REQUIRED ACTION 1 :: List, in full and in order, every sentence in the talk-page comment below that begins with the word "I". The items that follow it play no part.
REQUIRED ACTION 2 :: Write what comes next in the talk-page comment below, picking up right after its last line. The items after it have no part in this.

**** EXCERPT TO READ ****

Either tell me what your changes would be, or show me what they would be in a draft somewhere. I can hardly give my approval pre-emptively to edits I know nothing about. I have asked some pretty direct and straightforward questions to try and work out what you propose, and I feel no nearer an answer. Please, just suggest here how the articles might be improved; that, after all, is what these talk pages are for. (And please, try to assume good faith; you have effectively asserted that I am unwilling to compromise, which is wholly untrue, and certainly unhelpful. I am desperately trying to find a mutually agreeable solution, but I can't agree or disagree with something unknown.) --Stemonitis (talk) 14:18, 28 May 2012 (UTC)

**** SUPPLIED RECORDS ****

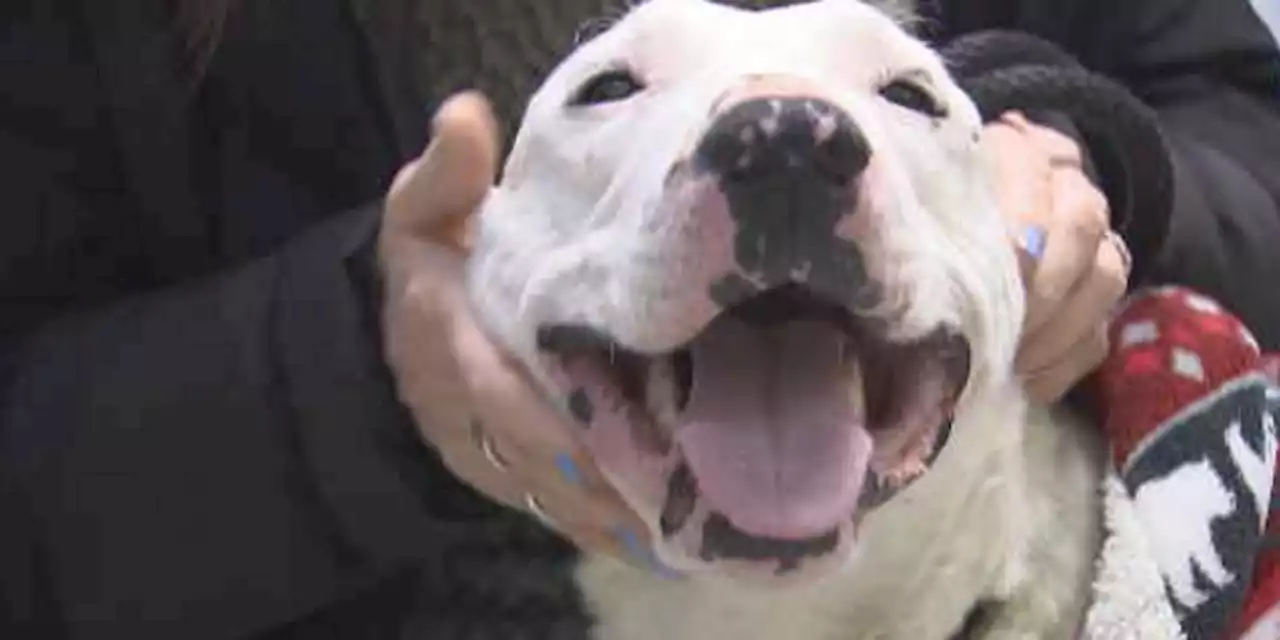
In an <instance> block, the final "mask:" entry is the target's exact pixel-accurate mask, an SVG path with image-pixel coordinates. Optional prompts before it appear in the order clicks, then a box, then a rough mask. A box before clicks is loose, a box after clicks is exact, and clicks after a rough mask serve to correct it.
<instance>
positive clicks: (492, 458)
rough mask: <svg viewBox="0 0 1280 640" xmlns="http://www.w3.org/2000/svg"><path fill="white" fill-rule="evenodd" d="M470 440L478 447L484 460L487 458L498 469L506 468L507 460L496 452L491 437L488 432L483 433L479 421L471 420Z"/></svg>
mask: <svg viewBox="0 0 1280 640" xmlns="http://www.w3.org/2000/svg"><path fill="white" fill-rule="evenodd" d="M471 440H472V442H474V443H475V445H476V447H477V448H480V453H483V454H484V457H485V460H488V461H489V463H490V465H493V467H494V468H497V470H498V471H506V470H507V460H506V458H503V457H502V454H500V453H498V449H497V448H495V447H494V444H493V438H490V436H489V434H486V433H485V430H484V426H481V425H480V421H474V422H471Z"/></svg>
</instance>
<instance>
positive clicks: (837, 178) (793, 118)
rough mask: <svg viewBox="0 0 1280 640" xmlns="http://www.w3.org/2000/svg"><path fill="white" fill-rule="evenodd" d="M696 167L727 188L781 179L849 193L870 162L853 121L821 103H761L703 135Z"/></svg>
mask: <svg viewBox="0 0 1280 640" xmlns="http://www.w3.org/2000/svg"><path fill="white" fill-rule="evenodd" d="M694 161H695V166H696V168H698V169H700V170H703V172H708V173H713V174H716V175H717V177H718V178H719V179H722V180H724V182H727V183H748V182H756V180H764V182H771V183H773V182H776V180H777V179H782V180H785V182H787V183H792V184H795V186H800V184H799V183H808V186H810V187H819V186H824V187H828V188H829V187H846V186H849V184H851V183H852V182H854V180H855V179H856V178H858V177H859V175H861V173H863V170H864V169H867V164H868V161H870V146H869V145H868V143H867V138H865V137H864V136H863V132H861V131H860V129H859V128H858V125H856V124H855V123H854V120H852V119H851V118H849V115H846V114H845V111H844V110H842V109H840V108H838V106H836V105H833V104H831V102H827V101H824V100H817V99H795V97H762V99H753V100H748V101H745V102H741V104H739V105H735V106H732V108H730V109H728V110H727V111H726V113H724V114H722V115H719V116H718V118H717V119H716V122H714V124H712V127H710V129H709V131H708V132H707V133H705V134H704V137H703V140H701V142H700V143H699V146H698V150H696V152H695V159H694Z"/></svg>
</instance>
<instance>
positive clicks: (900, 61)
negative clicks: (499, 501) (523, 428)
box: [470, 0, 1023, 580]
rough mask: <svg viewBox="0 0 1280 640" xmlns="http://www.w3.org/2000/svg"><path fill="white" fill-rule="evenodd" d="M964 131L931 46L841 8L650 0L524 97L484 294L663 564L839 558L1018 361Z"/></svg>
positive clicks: (690, 570) (1022, 310)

****

EXERCISE OUTPUT 1 ::
I can hardly give my approval pre-emptively to edits I know nothing about.
I have asked some pretty direct and straightforward questions to try and work out what you propose, and I feel no nearer an answer.
I am desperately trying to find a mutually agreeable solution, but I can't agree or disagree with something unknown.

EXERCISE OUTPUT 2 ::
Looking at it again, your proposal appears to involve my option 3 pretty directly. (I really don't see how that "context" was a problem.) You want "shrimp" to be a kind of glorified disambiguation page – describing different terms in which the word appears, or different ways in which the word is used, rather than a coherent taxonomic unit – and you want to move the content currently under that title to the title "Caridea". Isn't that so? If so, by all means knock up a draft for how that disambiguation-like page would look, but don't expect carte blanche to make edits without fear of being reverted. It is entirely usual for potentially contentious page moves to be discussed and agreed beforehand. If that is your intention, I can foresee some problems with that solution, not least in the knock-on effects on other articles, such as prawn. That article could be more simply moved than this (because the content is more rigorously taxon-specific), but what would fill that void? It may seem like I'm being resistant, but that's only because I'm trying to understand the whole system of articles here, and trying to make sure that they make sense together. --Stemonitis (talk) 14:36, 28 May 2012 (UTC)
Stemonitis, there is another option to the ones you listed: My suggestion. That is:
  • Make Shrimp into a broad-concept article, and split off the "Caridea" content into a new article at Caridea.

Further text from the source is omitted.